● **To do**:
Answer these questions from the thread about NVMe as a failure domain.
(a) How many hosts does the first reply say are enough for EC 8+2, and how many shards would each host get?
(b) How many OSD nodes and HDDs is Dave Hall's cluster approaching?
(c) How many drives per server does Istvan Szabo use in his example?

Re: Failure Domain = NVMe?

Christian Wuerdig <christian.wuerdig@xxxxxxxxx> · Fri, 12 Mar 2021 07:28:19 +1300

For EC 8+2 you can get away with 5 hosts by ensuring each host gets 2
shards similar to this:
https://ceph.io/planet/erasure-code-on-small-clusters/
If a host dies/goes down you can still recover all data (although at that
stage your cluster is no longer available for client io).
You shouldn't just consider failure but also maintenance scenarios which
will require a node to offline for some time. In particular a ceph upgrades
can take some time - especially if something goes wrong. You have no
breathing room left at that stage and your cluster will be dead until all
nodes are up again

On Fri, 12 Mar 2021 at 02:03, Dave Hall <kdhall@xxxxxxxxxxxxxx> wrote:

> Istvan,
>
> I agree that there is always risk with failure-domain < node, especially
> with EC pools.  We are accepting this risk to lower the financial barrier
> to entry.
>
> In our minds, we have good power protection and new hardware, so the
> greatest immediate risks for our smaller cluster (approaching 6 OSD nodes
> and 48 HDDs) are NVMe write exhaustion and HDD failures.   Since we have
> multiple OSDs sharing a single NVMe device it occurs to me that we might
> want to get Ceph to 'map' against that.  In a way, NVMe devices are our
> 'nodes' at the current size of our cluster.
>
> -Dave
>
> --
> Dave Hall
> Binghamton University
>
> On Wed, Mar 10, 2021 at 10:41 PM Szabo, Istvan (Agoda) <
> Istvan.Szabo@xxxxxxxxx> wrote:
>
> > Don't forget if you have server failure you might loose many objects. If
> > the failure domain is osd, it means let's say you have 12 drives in each
> > server, 8+2 EC in an unlucky situation can be located in 1 server also.
> >
> > Istvan Szabo
> > Senior Infrastructure Engineer
> > ---------------------------------------------------
> > Agoda Services Co., Ltd.

● **Material provided**:
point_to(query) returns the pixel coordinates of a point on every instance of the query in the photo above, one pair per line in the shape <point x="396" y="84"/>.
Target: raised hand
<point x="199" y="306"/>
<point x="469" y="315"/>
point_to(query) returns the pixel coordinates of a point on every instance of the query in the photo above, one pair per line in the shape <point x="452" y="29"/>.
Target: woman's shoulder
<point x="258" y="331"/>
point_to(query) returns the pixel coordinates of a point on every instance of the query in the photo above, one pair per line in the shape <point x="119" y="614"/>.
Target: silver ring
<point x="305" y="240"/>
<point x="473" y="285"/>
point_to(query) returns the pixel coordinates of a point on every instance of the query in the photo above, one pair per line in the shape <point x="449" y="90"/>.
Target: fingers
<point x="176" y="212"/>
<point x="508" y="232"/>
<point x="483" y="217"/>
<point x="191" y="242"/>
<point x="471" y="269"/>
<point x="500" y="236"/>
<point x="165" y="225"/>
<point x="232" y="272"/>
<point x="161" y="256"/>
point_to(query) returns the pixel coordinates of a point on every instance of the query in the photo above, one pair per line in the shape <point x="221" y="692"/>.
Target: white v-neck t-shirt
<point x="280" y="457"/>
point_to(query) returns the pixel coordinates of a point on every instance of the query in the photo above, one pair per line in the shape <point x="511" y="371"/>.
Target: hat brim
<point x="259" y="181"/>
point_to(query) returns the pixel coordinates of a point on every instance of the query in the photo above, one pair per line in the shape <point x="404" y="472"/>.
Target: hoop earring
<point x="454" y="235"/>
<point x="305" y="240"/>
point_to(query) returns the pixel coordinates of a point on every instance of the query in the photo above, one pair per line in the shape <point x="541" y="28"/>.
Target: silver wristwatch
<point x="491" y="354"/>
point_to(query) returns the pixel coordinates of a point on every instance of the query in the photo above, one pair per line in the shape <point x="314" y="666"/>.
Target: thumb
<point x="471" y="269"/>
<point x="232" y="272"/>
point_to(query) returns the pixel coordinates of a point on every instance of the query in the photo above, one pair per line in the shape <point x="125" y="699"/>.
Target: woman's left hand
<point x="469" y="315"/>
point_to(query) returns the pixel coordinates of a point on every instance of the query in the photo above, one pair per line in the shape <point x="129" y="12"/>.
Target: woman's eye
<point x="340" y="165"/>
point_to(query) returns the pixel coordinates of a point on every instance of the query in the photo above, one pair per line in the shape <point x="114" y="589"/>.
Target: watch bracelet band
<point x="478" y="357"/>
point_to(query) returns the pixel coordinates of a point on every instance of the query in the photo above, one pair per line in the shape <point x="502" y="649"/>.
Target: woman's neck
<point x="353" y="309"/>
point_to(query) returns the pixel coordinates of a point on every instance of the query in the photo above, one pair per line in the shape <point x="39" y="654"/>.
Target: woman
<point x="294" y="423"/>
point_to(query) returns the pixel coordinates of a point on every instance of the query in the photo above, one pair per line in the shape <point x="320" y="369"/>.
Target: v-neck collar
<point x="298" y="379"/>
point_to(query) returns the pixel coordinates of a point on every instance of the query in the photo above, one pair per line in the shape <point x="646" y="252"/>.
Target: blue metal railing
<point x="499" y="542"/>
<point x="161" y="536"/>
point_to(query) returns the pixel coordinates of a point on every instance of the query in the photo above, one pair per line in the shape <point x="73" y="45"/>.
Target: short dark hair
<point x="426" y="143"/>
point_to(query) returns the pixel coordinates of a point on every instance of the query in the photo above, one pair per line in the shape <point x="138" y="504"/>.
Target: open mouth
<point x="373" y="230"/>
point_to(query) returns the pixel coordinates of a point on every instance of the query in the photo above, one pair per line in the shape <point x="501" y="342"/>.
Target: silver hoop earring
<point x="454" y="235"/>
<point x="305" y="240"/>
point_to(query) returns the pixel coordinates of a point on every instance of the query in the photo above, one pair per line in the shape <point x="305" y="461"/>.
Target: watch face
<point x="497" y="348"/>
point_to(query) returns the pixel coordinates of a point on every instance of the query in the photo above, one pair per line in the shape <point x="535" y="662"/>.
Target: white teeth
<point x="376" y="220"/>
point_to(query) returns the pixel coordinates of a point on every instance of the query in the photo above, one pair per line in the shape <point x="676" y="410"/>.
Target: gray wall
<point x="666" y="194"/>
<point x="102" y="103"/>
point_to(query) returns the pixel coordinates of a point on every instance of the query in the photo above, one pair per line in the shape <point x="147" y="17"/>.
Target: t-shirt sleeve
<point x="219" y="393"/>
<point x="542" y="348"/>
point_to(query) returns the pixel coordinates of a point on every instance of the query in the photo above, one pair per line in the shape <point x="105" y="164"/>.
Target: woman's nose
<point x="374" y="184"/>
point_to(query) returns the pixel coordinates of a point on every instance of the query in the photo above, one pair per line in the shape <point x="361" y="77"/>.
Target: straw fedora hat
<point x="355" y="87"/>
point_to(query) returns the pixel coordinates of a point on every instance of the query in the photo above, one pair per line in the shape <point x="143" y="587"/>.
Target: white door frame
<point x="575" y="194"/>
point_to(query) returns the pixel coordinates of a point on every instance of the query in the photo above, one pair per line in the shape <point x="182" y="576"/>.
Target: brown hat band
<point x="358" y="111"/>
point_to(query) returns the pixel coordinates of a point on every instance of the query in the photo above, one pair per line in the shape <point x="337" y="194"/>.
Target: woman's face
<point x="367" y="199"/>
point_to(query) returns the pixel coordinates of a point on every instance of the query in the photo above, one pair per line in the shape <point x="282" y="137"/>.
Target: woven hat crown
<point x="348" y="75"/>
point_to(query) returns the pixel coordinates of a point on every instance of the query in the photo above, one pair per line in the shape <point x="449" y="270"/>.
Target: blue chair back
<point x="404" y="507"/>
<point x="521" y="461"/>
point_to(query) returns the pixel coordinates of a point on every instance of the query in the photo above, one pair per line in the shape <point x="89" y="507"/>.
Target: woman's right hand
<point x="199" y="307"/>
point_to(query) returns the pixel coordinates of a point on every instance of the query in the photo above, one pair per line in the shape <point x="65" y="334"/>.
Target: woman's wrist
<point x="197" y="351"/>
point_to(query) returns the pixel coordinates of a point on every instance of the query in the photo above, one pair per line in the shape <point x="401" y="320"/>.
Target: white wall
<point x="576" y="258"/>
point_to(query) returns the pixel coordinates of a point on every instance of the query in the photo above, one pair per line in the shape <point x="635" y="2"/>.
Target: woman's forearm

● **Task result**:
(a) Five hosts are enough, with each host getting two shards.
(b) It is approaching 6 OSD nodes and 48 HDDs.
(c) He uses 12 drives per server.